**What is asked:** Copy the stretch of the records from the line containing "[pin] coffee -- one per line" through the end of the records, word for word.

[Point placement records]
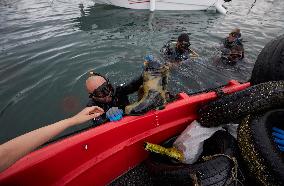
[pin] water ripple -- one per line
(47, 48)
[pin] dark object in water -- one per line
(262, 97)
(217, 168)
(233, 55)
(258, 149)
(154, 89)
(269, 65)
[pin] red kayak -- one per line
(99, 155)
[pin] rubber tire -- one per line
(259, 133)
(216, 171)
(269, 65)
(229, 108)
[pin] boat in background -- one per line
(168, 4)
(99, 155)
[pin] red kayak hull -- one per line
(100, 155)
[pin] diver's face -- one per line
(102, 94)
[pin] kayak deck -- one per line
(101, 154)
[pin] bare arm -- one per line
(18, 147)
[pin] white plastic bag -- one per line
(191, 140)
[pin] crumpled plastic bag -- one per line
(191, 140)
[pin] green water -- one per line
(46, 50)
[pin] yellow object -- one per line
(171, 152)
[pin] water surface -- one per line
(47, 48)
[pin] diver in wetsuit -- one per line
(179, 50)
(233, 50)
(112, 100)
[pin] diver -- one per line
(233, 50)
(112, 100)
(177, 51)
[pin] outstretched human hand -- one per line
(114, 114)
(278, 136)
(88, 113)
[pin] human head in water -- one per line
(234, 34)
(269, 65)
(99, 88)
(183, 42)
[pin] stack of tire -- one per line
(257, 109)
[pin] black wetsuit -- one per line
(120, 98)
(230, 45)
(170, 52)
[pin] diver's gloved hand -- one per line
(278, 136)
(114, 114)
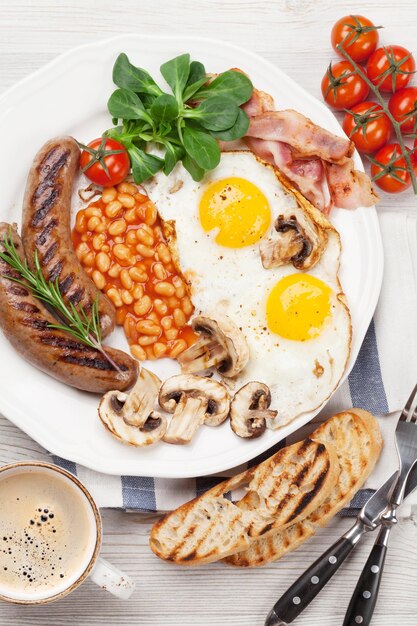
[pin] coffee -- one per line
(46, 534)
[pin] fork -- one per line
(363, 601)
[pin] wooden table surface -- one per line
(294, 34)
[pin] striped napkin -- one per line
(380, 382)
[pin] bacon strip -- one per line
(307, 154)
(306, 138)
(349, 188)
(307, 174)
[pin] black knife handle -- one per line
(363, 601)
(308, 586)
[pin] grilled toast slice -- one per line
(280, 491)
(357, 439)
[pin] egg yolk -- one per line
(298, 307)
(238, 209)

**Correct response:**
[pin] coffee -- one per line
(46, 534)
[pin] fork -- one per line
(363, 601)
[pin] wooden table surface -- one per line
(294, 34)
[pin] striped napkin -- one per line
(380, 382)
[pin] bacon strip -- one per line
(307, 154)
(306, 138)
(349, 188)
(307, 174)
[pin] black knife handle -- one per line
(363, 601)
(308, 586)
[pin] grilled toast slice -- one per line
(280, 491)
(357, 439)
[pin] egg yolk -- one per line
(298, 307)
(238, 209)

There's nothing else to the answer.